◆ **Source text**
——
Felix Drewry Williamson (July 26, 1921 – January 24, 1947) was a highly decorated United States Army Air Forces major. He was a flying ace credited with 13 aerial victories, including five in a single day, for which he was awarded the Distinguished Service Cross during World War II.

Early life and career 
Felix D. Williamson was born on July 26, 1921 in Crisp County, Georgia. Williamson enlisted into the United States Army in September 1941. He subsequently went to Fort Jackson, South Carolina, where he was transferred to the United States Army Air Forces.

World War II flying ace 
Williamson was soon assigned to the 62nd Fighter Squadron, 56th Fighter Group, Eight Air Force. Williamson's squadron was assigned to Royal Air Force Station Halesworth in Suffolk, England. The 62nd Fighter Squadron flew P-47 Thunderbolts in Europe, and Williamson named his aircraft "Georgia Peach." On November 29, 1943, First Lieutenant Williamson downed his first German plane, sharing a victory with a fellow fighter pilot.

On April 19, 1944, Captain Williamson's squadron moved to Royal Air Force Station Boxted in Essex, England. On December 23, 1944, Williamson downed two German planes, becoming an ace and bringing his total number of victories to six.

Captain Williamson claimed his next series of victories on January 14, 1945. On that date, he shot down five enemy planes during a single mission. For his actions, Williamson was awarded the Distinguished Service Cross.
——
◆ **Recorded information**
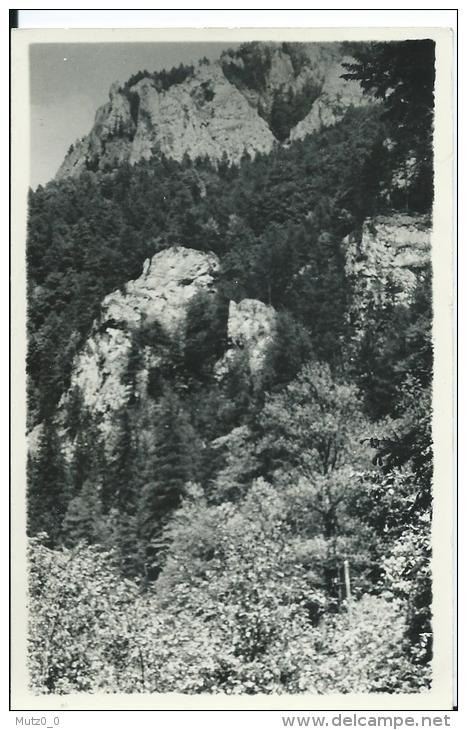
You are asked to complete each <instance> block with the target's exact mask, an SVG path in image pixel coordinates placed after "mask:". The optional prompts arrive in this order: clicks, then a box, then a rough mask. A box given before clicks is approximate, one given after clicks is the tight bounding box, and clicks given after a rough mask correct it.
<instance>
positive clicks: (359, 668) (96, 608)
mask: <svg viewBox="0 0 467 730" xmlns="http://www.w3.org/2000/svg"><path fill="white" fill-rule="evenodd" d="M266 35H267V34H266ZM271 35H274V38H273V39H271V40H268V39H267V38H265V33H262V34H261V33H257V38H256V37H255V33H254V32H253V31H250V32H249V34H247V36H248V37H247V38H246V39H244V38H242V37H241V34H240V33H239V32H238V33H237V34H235V33H234V32H232V38H231V40H223V39H221V40H213V39H212V34H211V35H206V37H205V38H204V37H203V35H202V32H201V31H200V32H199V34H198V36H196V37H195V36H194V35H193V36H190V40H188V41H185V40H174V39H173V34H172V35H167V39H166V38H165V37H164V34H163V32H162V31H160V32H159V34H158V36H157V39H156V40H153V41H149V40H147V36H144V37H143V36H142V38H141V40H135V36H134V35H133V36H131V38H130V39H129V40H128V41H125V40H118V41H115V42H114V41H112V40H109V38H108V37H106V38H105V40H103V41H102V42H101V41H100V40H99V32H96V33H95V34H94V37H93V35H92V34H91V33H90V34H89V35H88V36H87V38H88V40H86V41H79V42H75V41H74V40H69V39H68V36H67V34H66V32H65V31H64V32H63V34H62V37H60V38H59V39H57V38H56V37H54V39H53V42H49V41H48V40H47V39H46V36H44V38H45V41H41V40H40V38H38V39H37V40H36V39H34V40H33V42H31V43H30V44H29V45H28V46H27V51H26V53H27V59H26V60H25V63H26V64H27V74H28V94H27V105H28V106H27V108H28V110H29V117H28V120H27V121H28V124H29V130H30V152H29V156H28V166H27V168H26V169H27V170H28V171H27V173H26V175H27V187H28V188H29V191H28V193H27V201H26V200H25V201H24V205H25V210H26V220H27V223H26V226H25V240H24V242H23V243H22V244H21V242H20V244H19V249H18V251H19V253H18V255H19V256H21V255H24V262H25V264H24V265H25V288H26V292H25V297H26V301H27V303H26V309H25V312H26V316H25V345H24V353H25V357H24V361H25V362H24V366H25V391H26V392H25V394H24V399H25V414H26V416H25V423H24V424H22V425H21V428H23V432H24V434H26V435H25V444H26V446H25V455H24V474H25V477H24V481H25V483H24V515H25V516H24V528H25V529H24V536H19V535H17V536H16V537H17V539H20V537H22V539H24V544H25V548H24V551H25V556H26V565H25V572H26V581H27V585H26V587H25V590H26V595H27V599H26V604H25V605H26V608H27V624H26V629H25V637H24V644H25V646H26V652H27V653H26V657H25V663H24V672H25V676H27V679H26V680H25V681H26V686H27V691H28V693H29V694H30V696H31V697H33V698H34V697H36V698H40V697H44V696H46V697H47V696H60V697H62V698H64V699H65V700H66V698H67V697H68V696H73V697H80V696H81V697H85V696H89V695H93V696H94V695H99V696H100V695H110V696H112V695H119V696H122V695H123V696H128V697H130V696H135V695H136V696H140V695H151V696H153V695H169V694H174V695H177V696H178V695H186V696H197V695H200V696H203V697H210V696H217V697H225V698H226V701H228V700H229V699H231V698H242V697H245V696H246V697H255V696H257V697H261V698H263V701H264V702H263V707H264V708H267V707H268V697H274V696H281V697H285V698H286V697H287V696H294V697H296V696H307V697H311V698H313V697H319V696H328V695H333V696H338V697H339V696H345V695H362V696H372V695H375V696H391V697H394V698H395V699H396V700H397V697H398V696H404V697H405V698H407V697H409V701H410V698H411V697H414V698H420V697H424V696H426V697H427V698H428V699H429V697H430V693H431V692H432V691H433V688H434V686H435V685H436V677H434V671H435V669H434V656H435V655H434V651H435V652H436V650H437V649H438V650H440V651H441V639H439V640H437V634H436V626H437V623H436V619H435V618H434V613H433V595H434V583H433V566H434V562H433V554H434V552H435V551H436V549H437V547H436V546H437V544H438V543H437V542H436V541H435V540H434V539H433V524H434V521H435V517H436V510H437V509H438V508H439V509H441V510H442V509H443V508H446V509H447V510H448V513H449V509H450V507H449V505H450V504H451V500H452V494H451V492H452V489H453V486H452V484H451V482H450V481H449V479H450V477H449V475H450V473H451V471H450V470H451V469H452V466H449V464H448V466H447V468H446V471H445V472H444V476H445V480H446V481H445V483H444V485H438V486H437V487H436V488H438V487H439V488H441V489H442V490H444V495H445V500H446V501H445V504H444V507H443V505H442V504H441V503H442V500H437V499H436V498H435V497H434V493H435V487H434V484H435V479H434V463H435V475H436V474H437V475H438V478H439V477H440V472H441V471H442V470H441V469H440V468H436V464H437V461H436V456H435V460H434V456H433V454H434V451H435V455H436V444H435V443H434V423H435V421H434V374H435V372H436V362H435V365H434V361H436V358H437V357H438V355H436V347H435V339H434V335H433V332H434V329H433V327H434V318H435V317H436V312H435V304H434V303H435V301H436V300H435V298H434V289H433V281H434V277H435V275H436V266H437V264H436V261H437V258H435V256H434V255H433V252H434V210H435V206H436V200H435V191H436V185H437V182H436V181H437V169H436V165H435V154H434V150H435V146H434V135H435V132H436V129H437V127H436V124H435V120H436V119H437V117H436V104H435V98H436V95H435V89H436V85H437V83H438V82H439V76H438V58H439V55H438V54H439V47H440V44H441V42H442V38H441V36H440V34H437V32H436V30H435V29H433V28H431V29H427V31H426V33H423V32H422V29H415V30H414V32H413V33H411V32H410V31H407V32H405V33H402V32H401V31H400V30H398V31H395V32H394V33H393V34H392V36H391V32H390V30H388V32H387V38H386V37H383V35H382V34H381V33H380V34H379V35H378V34H377V33H376V34H375V37H374V38H373V37H372V36H371V34H370V33H369V32H368V30H367V33H366V36H365V37H364V38H363V39H359V36H358V34H355V33H353V34H352V33H351V32H350V31H348V30H347V31H345V30H344V31H342V32H341V33H338V32H335V33H334V36H333V39H331V40H329V39H328V36H329V34H328V36H327V35H326V34H325V33H323V34H322V35H321V36H320V34H319V32H315V33H314V34H313V33H311V32H310V33H309V34H308V38H309V39H307V36H306V33H303V32H302V33H301V35H300V34H298V33H296V34H295V36H294V34H293V32H291V31H288V32H285V31H284V32H283V33H282V35H281V33H280V32H279V31H276V32H275V34H271ZM70 37H71V36H70ZM297 38H298V39H297ZM448 99H449V96H448ZM447 188H449V185H448V186H447ZM450 205H451V204H450V203H449V204H448V206H447V208H446V210H449V209H450ZM443 236H444V239H443ZM437 240H439V230H438V238H437ZM21 245H22V246H23V248H21ZM452 245H453V244H452V221H451V219H450V218H449V214H448V216H447V228H445V230H444V231H443V232H442V235H441V244H440V245H439V246H438V254H440V255H441V257H442V256H443V246H444V256H445V264H444V265H445V266H446V262H447V266H448V281H449V266H451V265H452V263H451V262H450V256H451V255H452ZM438 258H439V256H438ZM439 294H440V297H441V298H442V296H443V294H446V296H447V297H449V292H448V291H447V289H446V291H445V292H440V293H439ZM447 308H449V299H448V301H447ZM444 316H445V315H444ZM446 321H447V323H448V327H449V319H448V320H446V319H444V320H443V319H442V318H441V319H440V322H441V323H443V322H444V324H446ZM445 329H446V328H445ZM438 354H439V353H438ZM445 354H446V357H447V360H446V362H445V363H444V368H447V370H448V372H449V369H450V367H451V363H450V361H449V352H448V351H445ZM442 357H443V355H442V354H441V360H442ZM440 367H442V364H441V365H440ZM435 380H436V376H435ZM448 398H449V394H448ZM441 415H442V414H441ZM435 416H436V413H435ZM447 418H448V426H447V427H446V426H444V427H443V428H444V431H443V428H441V427H440V428H439V429H438V431H443V432H444V433H446V434H447V435H448V433H449V427H450V426H449V414H448V416H447ZM21 428H20V430H21ZM446 429H447V430H446ZM448 461H449V453H448ZM442 478H443V474H441V480H442ZM21 488H22V487H21ZM13 489H18V492H21V490H20V487H19V486H18V487H15V485H14V484H13ZM21 504H22V502H21ZM20 506H21V505H20ZM449 519H451V517H450V513H449V514H448V526H449ZM449 539H450V538H449V535H448V536H447V537H446V545H445V547H447V551H448V552H447V558H446V560H445V562H444V564H441V567H440V569H439V570H438V573H440V574H444V575H445V576H447V581H448V584H449V585H450V582H449V581H451V582H452V570H453V568H452V553H450V552H449ZM438 563H439V560H438ZM448 594H449V590H448V591H447V593H446V596H447V600H449V597H448ZM440 600H442V598H441V599H440ZM443 610H444V609H443ZM451 610H452V609H451V608H450V607H448V609H446V611H445V613H444V614H443V615H444V616H445V625H444V632H445V634H444V636H445V635H446V634H447V635H448V637H450V636H451V633H452V616H451V613H450V611H451ZM441 623H442V622H441ZM440 636H441V635H440ZM438 638H439V637H438ZM451 649H452V647H448V648H447V649H446V654H445V656H449V652H450V651H451ZM449 669H450V667H449V665H448V671H447V672H445V674H446V677H445V679H446V681H448V680H449V677H448V676H447V675H448V674H449ZM438 674H439V672H438ZM311 701H312V700H311ZM427 701H428V700H427Z"/></svg>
——
◆ **Problems to work on**
1) Sum up the text about Felix Williamson above in two sentences.
2) Pick up the text about Felix Williamson above right after its last sentence and keep writing.

◆ **Answers to each task**
1) Felix Drewry Williamson (1921–1947), born in Crisp County, Georgia, enlisted in the U.S. Army in September 1941 and became a highly decorated Army Air Forces major and a flying ace credited with 13 aerial victories. Flying a P-47 Thunderbolt he named "Georgia Peach" with the 62nd Fighter Squadron in England, he shot down five enemy planes in a single mission on January 14, 1945, and was awarded the Distinguished Service Cross for it.

2)
On February 3, 1945, Williamson downed two more German planes, claiming his final victories and finished the war with 13 total kills. In addition to his Distinguished Service Cross, Williamson was awarded four Distinguished Flying Crosses, three Air Medals and the Purple Heart.

Post-war and death 
After the war, Williamson was promoted to major and was assigned to the 1st Fighter Group at March Field in Riverside County, California. At March Field, Williamson flew the United States' first operational fighter jet, the P-80 Shooting Star.

On January 24, 1947, Major Felix D. Williamson was killed in a mid-air collision with another P-80 pilot near March Field. He was buried at Penia Baptist Church Cemetery in Cordele, Georgia.

References 

1921 births
1947 deaths
American World War II flying aces
Aviators from Georgia (U.S. state)
Aviators killed in aviation accidents or incidents in the United States
Recipients of the Distinguished Service Cross (United States)
Recipients of the Distinguished Flying Cross (United States)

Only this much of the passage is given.